- Selected extract
-------

This post is sponsored by Med-IQ and supported by an educational grant by Teva Pharmaceuticals. All opinions are my own.
With Thanksgiving freshly in our past and December launching the final countdown of the quickly approaching festivities, we are in full preparation mode. I will be hosting our family both on my side and Justin’s side for Christmas dinner, plus of course, planning for and appropriately accommodating Santa and his needs as well as breakfast on Christmas morning.
The beauty of working from home is having the flexibility to make my own hours. I can pick and choose when I spend time working, volunteering at the kid’s elementary school, taking Evangeline to gymnastics, scheduling doctor’s appointments, grocery shopping and cooking. The problem is, there is so much to be done nearly every waking moment that I struggle to prioritize when there’s 10 items in the top tier alone. When a few unexpected situations that require my full attention pop up, everything gets derailed, and that happens often. None of these things wait for fulfilling the holiday demands, so I have to be very careful and considerate of my stress levels, as they lead to migraines and a week of feeling terrible.
I decided to work with Med-IQ to help generate awareness around migraine and chronic migraine. Med-IQ is an accredited medical education company whose goal is to improve patient outcomes through education. For years I had no idea what was going on with me health-wise, I only knew that the onset was high stress. I recently wrote about migraines, and within that first post with Med-IQ, I covered information about the diagnosis of migraines including the difference between headache, migraine and chronic migraine. This included tips from neurologists Robert G. Kaniecki, MD, and Stewart J. Tepper, MD, both of whom were on a conference call with me, sharing tips as to how to best prepare for an upcoming doctor’s appointment.

-------

- Listed entries

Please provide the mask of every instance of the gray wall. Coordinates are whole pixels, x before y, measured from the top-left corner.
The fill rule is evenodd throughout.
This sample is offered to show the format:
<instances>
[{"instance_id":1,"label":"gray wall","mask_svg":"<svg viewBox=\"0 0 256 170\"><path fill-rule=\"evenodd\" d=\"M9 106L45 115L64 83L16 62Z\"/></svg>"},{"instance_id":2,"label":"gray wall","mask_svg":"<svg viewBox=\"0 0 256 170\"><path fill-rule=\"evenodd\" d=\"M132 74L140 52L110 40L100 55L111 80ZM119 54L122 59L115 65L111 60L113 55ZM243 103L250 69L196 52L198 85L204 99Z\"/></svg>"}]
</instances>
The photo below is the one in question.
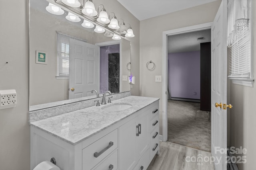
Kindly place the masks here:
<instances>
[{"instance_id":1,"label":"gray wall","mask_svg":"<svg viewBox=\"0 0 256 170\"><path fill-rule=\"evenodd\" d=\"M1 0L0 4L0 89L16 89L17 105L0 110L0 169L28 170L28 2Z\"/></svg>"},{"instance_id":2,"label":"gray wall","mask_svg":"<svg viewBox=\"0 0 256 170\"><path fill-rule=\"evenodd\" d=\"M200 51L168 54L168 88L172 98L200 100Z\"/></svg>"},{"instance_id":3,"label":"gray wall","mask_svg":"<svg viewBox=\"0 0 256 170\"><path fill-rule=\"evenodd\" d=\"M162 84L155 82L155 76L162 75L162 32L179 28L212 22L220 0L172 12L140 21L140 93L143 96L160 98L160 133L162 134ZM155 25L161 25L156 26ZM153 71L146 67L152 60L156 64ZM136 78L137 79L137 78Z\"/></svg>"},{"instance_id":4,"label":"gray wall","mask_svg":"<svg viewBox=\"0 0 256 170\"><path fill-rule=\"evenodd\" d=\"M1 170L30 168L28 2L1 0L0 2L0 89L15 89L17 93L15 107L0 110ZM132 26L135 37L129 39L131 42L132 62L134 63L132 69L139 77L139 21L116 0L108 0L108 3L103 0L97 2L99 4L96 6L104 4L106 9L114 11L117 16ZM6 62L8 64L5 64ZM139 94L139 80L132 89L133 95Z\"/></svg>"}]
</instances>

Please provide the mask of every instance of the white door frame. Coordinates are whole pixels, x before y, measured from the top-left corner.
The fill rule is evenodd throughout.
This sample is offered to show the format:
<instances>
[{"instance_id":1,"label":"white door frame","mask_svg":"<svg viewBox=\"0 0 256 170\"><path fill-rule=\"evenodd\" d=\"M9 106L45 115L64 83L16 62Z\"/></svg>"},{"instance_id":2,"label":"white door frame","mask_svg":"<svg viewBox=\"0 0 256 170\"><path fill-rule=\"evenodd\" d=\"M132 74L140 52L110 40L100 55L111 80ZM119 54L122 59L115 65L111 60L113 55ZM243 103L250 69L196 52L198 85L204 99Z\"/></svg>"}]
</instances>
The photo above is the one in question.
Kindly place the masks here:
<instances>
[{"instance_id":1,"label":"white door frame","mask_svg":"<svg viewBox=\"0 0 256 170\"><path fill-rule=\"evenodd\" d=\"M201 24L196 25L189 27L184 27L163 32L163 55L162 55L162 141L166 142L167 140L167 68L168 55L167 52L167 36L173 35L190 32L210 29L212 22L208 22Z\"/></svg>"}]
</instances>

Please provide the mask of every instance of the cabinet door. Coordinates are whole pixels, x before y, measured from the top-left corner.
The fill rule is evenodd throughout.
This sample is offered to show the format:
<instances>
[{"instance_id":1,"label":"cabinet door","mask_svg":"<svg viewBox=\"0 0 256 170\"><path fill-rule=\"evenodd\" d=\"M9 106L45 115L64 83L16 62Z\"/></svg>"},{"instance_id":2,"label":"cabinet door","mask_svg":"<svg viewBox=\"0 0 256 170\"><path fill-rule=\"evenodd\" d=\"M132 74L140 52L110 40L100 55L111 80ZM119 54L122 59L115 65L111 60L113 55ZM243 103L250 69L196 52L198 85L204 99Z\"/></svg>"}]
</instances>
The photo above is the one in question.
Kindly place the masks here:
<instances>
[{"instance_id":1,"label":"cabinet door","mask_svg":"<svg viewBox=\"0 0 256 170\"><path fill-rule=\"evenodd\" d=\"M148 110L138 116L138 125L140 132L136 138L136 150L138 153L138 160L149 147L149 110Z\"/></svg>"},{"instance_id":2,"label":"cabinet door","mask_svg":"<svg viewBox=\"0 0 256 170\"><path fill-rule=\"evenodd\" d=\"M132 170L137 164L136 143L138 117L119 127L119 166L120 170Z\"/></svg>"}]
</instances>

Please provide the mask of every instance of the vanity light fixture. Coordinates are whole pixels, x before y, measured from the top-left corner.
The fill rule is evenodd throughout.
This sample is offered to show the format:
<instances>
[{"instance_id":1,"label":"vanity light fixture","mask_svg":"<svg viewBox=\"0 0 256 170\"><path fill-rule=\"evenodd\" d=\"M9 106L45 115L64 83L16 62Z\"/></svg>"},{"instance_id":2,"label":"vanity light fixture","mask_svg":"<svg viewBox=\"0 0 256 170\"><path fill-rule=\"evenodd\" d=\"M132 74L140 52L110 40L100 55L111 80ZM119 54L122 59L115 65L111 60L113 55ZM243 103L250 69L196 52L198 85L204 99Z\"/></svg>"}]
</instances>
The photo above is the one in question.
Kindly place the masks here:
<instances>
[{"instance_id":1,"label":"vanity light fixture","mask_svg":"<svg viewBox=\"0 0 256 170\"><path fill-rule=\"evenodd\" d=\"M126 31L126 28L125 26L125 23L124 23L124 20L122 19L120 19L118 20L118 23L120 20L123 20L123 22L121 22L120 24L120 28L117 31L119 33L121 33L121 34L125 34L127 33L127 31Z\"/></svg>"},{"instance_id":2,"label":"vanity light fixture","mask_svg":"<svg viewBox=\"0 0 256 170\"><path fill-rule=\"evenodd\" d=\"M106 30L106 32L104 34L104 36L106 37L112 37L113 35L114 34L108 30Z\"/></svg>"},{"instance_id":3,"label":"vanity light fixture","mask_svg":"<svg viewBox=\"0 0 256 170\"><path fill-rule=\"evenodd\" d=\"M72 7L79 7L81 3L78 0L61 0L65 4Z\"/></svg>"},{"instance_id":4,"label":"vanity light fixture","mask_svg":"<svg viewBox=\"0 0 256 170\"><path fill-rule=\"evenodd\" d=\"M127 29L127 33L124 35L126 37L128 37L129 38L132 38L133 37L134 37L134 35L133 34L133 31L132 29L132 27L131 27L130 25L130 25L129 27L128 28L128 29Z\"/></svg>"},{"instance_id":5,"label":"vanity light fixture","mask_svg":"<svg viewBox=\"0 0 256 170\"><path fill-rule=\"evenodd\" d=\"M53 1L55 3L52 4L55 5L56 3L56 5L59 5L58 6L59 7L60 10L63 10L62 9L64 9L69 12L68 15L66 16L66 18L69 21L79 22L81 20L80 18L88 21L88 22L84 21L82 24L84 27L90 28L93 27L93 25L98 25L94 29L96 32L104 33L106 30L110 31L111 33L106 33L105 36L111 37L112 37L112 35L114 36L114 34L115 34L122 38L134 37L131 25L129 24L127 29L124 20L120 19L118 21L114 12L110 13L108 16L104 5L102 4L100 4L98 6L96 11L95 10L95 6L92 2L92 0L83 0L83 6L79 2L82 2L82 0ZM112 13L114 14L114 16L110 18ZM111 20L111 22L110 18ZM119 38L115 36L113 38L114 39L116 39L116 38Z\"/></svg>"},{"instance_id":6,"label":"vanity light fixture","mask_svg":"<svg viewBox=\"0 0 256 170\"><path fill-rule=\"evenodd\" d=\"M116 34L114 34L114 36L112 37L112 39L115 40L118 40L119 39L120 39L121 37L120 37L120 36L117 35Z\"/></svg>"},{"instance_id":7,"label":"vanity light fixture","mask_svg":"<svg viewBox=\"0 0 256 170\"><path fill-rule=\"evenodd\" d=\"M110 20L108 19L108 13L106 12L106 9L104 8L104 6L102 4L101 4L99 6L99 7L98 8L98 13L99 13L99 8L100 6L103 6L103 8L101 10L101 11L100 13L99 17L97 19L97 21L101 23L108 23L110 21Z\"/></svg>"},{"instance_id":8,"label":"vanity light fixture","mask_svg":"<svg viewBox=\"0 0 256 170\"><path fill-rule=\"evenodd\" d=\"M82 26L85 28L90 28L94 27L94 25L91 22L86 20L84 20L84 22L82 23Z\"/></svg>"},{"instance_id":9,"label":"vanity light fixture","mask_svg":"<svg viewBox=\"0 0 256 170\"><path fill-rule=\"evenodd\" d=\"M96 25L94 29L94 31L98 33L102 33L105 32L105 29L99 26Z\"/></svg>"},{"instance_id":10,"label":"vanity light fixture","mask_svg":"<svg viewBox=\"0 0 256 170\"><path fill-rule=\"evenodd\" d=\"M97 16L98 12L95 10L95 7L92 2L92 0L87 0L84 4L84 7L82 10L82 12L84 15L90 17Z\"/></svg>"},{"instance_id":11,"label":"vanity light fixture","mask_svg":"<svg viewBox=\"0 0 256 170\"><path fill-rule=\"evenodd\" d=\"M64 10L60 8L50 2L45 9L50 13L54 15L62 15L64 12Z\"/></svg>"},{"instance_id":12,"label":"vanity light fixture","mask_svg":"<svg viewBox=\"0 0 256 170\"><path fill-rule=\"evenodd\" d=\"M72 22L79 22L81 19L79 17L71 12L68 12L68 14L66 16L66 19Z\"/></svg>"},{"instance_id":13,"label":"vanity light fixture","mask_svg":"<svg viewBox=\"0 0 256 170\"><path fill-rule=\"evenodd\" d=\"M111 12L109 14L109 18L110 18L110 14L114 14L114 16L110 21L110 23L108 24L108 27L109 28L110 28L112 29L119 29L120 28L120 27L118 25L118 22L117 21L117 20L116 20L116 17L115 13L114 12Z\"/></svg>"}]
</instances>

-------

- Explore the material
1) Summarize the post in two sentences.
2) Retype the post word for word from "This post is" to "on Christmas morning.".
The records were taken from a separate source.

- Solutions by task
1) While preparing to host family for Christmas dinner and Christmas morning, the writer works from home with flexible hours but struggles to prioritize a long list of tasks, and must watch stress levels because stress leads to migraines. Sponsored by Med-IQ, an accredited medical education company, the post aims to raise awareness of migraine and chronic migraine, following an earlier post on diagnosis that included neurologists' tips for preparing for a doctor's appointment.

2)
This post is sponsored by Med-IQ and supported by an educational grant by Teva Pharmaceuticals. All opinions are my own.
With Thanksgiving freshly in our past and December launching the final countdown of the quickly approaching festivities, we are in full preparation mode. I will be hosting our family both on my side and Justin’s side for Christmas dinner, plus of course, planning for and appropriately accommodating Santa and his needs as well as breakfast on Christmas morning.